YOUR GOAL
Answer the following from the article on rotating cell clusters.
(a) What kind of organoids did the researchers examine?
(b) What did the researchers add to the 3D vertex models?
(c) Which two things does the article say are necessary to achieve chiral asymmetry?

TEXT SECTION
Article

Collective cell dynamics, when groups of cells move together, are crucial in many biological systems. The way these cells move, align with each other, and interact mechanically creates new patterns and behaviors that are essential for their function. While much is known about how cells migrate in two dimensions (2D), the effects of three-dimensional (3D) environments on collective cell behavior are less understood.

The research groups of Anne Grapin-Botton at the Max Planck Institute of Molecular Cell Biology and Genetics and of Frank Jülicher and Marko Popović, both at the Max Planck Institute for the Physics of Complex Systems, set out to investigate the rotation of spherical cell clusters. The researchers looked at lab-grown mouse pancreas organoids—models of an organ in three dimensions. Tissue rotation is quite common and is also observed in other organoid systems or in embryos.

“We found that many of these cell clusters rotate continuously, with the direction of rotation sometimes drifting or stopping entirely,” says Tzer Han Tan, one of the three lead authors of the study. He continues, “We asked ourselves why the cell clusters (or organoids) are rotating and reached out to our physicist colleagues Frank Jülicher and Marko Popović.” The researchers built a three-dimensional physical model to understand the collective cell behavior. Those 3D vertex models are usually used to describe other things, but here, the researchers added a polarity vector for cells to the system and set up the model on a round sphere. “By running a simulation and then comparing it with experimental data for rotation speed and the stability of the rotation axis, we were able to show that the interplay of traction forces and cell polarity can explain these rotational behaviors,” say Frank Jülicher and Marko Popović.

Spherical tissue rotates solidly most of the time, like the earth, but the sphere can sometimes transition to a flowing state and spontaneously break symmetry. The collective cell behavior can give rise to this chiral asymmetry in three dimensions. An object or a system can be described as chiral if it is distinguishable from its mirror image. Both rotational motion and turbulent flows are necessary to achieve chiral asymmetry.  

Anne Grapin-Botton, one of the three supervising authors, summarizes, “The robust mechanism for chiral symmetry breaking that we have discovered may have implications to understand the development of left-right asymmetry in biological systems. Our results most likely apply to rotating spheres composed of many cell types and in the pancreas may be deployed on other geometries such as tubes. This may be essential for understanding how cells behave on complex three-dimensional surfaces.”

DATA RECORDS
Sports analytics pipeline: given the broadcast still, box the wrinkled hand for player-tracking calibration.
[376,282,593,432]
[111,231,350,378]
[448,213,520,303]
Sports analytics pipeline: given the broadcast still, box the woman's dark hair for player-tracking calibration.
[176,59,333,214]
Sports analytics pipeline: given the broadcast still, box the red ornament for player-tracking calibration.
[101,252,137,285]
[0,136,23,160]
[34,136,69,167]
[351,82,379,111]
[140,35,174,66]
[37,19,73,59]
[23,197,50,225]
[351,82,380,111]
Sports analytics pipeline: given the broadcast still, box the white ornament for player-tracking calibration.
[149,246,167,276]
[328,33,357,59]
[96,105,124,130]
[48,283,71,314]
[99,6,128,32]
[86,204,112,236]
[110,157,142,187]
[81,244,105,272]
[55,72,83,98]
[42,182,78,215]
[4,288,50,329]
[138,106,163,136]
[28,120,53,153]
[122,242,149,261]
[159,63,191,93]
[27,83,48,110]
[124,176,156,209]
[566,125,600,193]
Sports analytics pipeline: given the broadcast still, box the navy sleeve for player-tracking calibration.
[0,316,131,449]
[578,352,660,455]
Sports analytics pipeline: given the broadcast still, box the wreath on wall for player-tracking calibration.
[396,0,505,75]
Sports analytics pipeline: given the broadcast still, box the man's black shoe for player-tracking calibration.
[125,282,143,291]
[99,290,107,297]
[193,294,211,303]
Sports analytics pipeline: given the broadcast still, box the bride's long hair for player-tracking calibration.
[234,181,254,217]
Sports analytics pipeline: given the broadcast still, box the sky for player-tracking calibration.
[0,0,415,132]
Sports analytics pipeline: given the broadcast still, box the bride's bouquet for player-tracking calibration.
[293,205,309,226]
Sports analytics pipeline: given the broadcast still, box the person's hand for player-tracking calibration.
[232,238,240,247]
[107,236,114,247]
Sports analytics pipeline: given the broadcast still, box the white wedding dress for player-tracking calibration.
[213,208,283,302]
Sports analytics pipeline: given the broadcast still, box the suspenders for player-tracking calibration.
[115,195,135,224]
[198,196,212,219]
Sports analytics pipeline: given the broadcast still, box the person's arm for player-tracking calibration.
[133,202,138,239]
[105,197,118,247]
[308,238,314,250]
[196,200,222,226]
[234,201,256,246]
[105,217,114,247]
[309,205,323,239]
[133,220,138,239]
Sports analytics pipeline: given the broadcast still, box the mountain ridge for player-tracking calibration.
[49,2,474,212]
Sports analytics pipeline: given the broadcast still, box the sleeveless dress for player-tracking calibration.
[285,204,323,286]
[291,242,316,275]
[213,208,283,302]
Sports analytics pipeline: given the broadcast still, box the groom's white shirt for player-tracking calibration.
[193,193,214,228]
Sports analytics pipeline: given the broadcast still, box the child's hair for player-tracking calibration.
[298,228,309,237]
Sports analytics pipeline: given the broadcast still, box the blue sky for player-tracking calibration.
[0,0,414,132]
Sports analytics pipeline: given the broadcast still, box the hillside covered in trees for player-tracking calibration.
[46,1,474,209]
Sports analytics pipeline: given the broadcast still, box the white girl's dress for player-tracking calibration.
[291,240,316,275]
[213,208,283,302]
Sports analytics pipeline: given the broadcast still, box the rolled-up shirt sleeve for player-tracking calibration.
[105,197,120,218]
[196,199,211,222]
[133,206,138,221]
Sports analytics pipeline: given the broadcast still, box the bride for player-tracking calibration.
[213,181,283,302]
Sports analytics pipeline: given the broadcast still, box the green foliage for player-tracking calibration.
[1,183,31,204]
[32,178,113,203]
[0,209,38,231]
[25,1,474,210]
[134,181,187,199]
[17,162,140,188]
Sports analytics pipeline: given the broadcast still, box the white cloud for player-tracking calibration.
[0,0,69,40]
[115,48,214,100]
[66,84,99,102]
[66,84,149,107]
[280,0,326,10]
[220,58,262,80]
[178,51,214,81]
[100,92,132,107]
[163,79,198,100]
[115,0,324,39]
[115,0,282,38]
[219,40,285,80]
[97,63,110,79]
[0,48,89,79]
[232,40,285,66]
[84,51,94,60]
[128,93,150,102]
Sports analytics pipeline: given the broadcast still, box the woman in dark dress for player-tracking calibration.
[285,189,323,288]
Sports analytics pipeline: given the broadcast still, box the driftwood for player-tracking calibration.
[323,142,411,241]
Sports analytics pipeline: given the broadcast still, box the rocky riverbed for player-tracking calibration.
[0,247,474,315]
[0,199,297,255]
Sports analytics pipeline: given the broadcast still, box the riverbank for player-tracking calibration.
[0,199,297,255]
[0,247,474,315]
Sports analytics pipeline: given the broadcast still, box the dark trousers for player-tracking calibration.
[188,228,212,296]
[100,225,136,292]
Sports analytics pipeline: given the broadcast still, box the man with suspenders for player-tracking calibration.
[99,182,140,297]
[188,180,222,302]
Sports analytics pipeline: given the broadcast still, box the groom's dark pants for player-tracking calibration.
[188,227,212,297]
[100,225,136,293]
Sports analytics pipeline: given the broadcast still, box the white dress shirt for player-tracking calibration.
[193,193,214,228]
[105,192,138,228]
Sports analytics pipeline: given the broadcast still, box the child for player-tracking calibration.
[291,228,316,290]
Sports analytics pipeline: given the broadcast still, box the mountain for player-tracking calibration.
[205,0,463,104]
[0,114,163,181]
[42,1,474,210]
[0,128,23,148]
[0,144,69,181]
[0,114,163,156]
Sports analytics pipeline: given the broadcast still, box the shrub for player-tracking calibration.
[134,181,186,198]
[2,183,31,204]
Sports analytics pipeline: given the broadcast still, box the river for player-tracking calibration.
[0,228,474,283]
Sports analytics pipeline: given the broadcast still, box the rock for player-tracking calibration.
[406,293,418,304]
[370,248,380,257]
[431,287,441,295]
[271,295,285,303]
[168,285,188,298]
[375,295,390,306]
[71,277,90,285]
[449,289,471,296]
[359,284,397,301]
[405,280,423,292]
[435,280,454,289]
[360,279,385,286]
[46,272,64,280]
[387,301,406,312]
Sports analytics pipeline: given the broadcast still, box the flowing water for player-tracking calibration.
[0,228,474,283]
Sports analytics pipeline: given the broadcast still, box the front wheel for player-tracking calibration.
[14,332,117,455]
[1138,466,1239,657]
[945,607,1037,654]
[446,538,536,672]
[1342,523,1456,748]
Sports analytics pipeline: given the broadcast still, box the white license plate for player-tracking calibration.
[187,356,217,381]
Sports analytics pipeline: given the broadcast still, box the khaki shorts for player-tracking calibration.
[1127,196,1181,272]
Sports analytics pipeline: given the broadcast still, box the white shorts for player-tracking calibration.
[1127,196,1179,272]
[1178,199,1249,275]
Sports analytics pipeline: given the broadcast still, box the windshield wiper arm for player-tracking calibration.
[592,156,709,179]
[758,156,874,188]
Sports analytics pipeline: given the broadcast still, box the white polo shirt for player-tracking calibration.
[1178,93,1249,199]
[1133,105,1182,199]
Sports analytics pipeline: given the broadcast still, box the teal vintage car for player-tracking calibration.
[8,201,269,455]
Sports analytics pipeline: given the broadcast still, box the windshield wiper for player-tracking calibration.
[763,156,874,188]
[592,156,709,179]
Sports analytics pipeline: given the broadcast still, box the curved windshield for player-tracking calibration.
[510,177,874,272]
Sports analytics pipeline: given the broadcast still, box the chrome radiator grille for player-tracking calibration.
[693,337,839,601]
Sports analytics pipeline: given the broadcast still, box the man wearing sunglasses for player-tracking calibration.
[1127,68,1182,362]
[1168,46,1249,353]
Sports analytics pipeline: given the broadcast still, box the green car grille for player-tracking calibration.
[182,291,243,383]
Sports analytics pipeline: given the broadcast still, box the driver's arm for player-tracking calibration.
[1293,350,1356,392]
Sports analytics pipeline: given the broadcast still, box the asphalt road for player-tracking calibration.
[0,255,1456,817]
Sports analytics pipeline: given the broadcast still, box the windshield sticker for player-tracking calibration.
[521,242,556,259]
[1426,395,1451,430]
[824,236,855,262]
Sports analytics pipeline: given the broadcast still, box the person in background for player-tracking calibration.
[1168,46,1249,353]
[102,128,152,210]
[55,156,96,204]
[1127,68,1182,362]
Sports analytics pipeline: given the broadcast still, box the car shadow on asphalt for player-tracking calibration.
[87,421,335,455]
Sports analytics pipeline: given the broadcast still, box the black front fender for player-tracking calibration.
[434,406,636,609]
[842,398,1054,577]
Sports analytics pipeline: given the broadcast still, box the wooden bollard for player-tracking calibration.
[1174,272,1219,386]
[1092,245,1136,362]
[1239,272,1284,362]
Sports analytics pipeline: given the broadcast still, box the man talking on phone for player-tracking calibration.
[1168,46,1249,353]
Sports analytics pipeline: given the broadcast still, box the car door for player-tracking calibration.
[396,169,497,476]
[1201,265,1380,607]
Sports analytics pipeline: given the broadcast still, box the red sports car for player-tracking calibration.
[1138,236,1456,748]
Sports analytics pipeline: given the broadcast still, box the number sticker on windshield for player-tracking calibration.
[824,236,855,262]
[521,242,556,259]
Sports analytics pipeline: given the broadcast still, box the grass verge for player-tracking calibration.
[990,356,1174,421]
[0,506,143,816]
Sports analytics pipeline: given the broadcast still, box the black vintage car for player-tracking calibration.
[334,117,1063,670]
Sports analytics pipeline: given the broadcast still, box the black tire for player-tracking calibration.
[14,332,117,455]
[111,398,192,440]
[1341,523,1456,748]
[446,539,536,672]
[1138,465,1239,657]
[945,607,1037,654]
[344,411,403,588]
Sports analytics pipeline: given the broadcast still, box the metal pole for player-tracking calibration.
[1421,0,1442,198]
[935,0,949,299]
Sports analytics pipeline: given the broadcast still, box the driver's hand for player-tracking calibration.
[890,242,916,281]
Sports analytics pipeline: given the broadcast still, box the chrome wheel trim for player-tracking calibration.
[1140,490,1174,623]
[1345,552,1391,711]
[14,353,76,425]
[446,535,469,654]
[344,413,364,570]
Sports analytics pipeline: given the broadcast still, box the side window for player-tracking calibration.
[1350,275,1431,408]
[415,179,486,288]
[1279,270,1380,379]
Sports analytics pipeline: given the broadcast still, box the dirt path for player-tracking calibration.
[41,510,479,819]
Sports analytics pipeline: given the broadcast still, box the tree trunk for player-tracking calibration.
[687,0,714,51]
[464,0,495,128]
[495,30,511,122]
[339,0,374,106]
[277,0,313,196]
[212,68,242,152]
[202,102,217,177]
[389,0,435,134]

SOLUTION
(a) Lab-grown mouse pancreas organoids.
(b) A polarity vector for cells.
(c) Rotational motion and turbulent flows.